Pick out every line in the records below that contains the word "door", and copy each one.

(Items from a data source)
- - - - - - -

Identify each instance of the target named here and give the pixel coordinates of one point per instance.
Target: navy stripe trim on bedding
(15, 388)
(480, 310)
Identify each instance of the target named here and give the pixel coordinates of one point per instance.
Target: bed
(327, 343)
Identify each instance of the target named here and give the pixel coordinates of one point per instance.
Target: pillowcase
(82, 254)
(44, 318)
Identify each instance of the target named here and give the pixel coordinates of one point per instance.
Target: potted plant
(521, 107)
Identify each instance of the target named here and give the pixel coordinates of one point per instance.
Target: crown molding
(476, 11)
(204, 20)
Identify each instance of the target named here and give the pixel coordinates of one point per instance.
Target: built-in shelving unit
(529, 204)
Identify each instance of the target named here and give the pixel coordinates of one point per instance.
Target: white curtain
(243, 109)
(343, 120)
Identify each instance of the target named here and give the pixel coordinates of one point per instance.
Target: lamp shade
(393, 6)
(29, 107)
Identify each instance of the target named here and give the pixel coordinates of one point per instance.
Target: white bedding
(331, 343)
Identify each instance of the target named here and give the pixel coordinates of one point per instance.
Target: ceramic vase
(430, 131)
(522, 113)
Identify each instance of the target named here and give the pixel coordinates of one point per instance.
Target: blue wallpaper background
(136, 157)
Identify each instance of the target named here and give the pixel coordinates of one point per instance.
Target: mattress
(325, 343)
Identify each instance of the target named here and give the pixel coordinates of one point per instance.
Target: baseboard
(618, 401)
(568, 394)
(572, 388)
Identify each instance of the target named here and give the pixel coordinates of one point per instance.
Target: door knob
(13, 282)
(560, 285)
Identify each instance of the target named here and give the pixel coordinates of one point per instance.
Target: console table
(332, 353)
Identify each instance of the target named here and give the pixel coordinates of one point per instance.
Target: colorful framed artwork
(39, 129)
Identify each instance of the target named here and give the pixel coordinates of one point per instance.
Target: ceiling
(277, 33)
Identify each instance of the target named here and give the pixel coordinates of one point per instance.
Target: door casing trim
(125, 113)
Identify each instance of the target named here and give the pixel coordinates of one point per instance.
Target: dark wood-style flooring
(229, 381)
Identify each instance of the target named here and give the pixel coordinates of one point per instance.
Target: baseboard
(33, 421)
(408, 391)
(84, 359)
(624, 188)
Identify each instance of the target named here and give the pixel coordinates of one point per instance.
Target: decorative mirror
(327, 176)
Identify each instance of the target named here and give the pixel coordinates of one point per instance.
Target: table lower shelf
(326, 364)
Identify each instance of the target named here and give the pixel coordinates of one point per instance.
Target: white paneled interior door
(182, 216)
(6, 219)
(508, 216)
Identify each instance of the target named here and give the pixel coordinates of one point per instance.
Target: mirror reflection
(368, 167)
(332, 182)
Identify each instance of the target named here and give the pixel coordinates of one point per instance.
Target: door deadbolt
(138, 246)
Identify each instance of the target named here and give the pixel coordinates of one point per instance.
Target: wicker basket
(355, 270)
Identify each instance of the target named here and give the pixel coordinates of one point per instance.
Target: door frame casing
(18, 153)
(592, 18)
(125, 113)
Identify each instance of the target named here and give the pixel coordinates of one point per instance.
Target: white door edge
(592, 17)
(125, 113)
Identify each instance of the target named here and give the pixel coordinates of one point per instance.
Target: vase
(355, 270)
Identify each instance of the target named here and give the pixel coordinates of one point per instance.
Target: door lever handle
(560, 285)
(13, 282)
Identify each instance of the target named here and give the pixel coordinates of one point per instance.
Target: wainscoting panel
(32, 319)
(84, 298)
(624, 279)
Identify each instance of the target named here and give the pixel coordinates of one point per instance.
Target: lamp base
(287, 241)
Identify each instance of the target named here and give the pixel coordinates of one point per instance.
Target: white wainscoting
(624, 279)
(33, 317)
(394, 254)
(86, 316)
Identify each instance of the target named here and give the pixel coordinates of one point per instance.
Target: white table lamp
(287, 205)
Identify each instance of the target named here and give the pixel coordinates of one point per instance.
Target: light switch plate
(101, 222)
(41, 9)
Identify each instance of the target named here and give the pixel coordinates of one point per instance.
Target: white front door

- - - - - - -

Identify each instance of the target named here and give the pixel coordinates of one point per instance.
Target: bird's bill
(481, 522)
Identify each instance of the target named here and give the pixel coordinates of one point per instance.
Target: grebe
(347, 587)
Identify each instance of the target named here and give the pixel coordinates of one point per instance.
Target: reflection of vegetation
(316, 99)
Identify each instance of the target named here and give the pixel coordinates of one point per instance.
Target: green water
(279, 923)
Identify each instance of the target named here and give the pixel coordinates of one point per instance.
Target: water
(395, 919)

- - - - - - -

> [FULL RESPONSE]:
Target: door knob
Target: door casing trim
Target: white paneled interior door
Target: door deadbolt
Target: door frame casing
Target: white door edge
Target: door lever handle
Target: white front door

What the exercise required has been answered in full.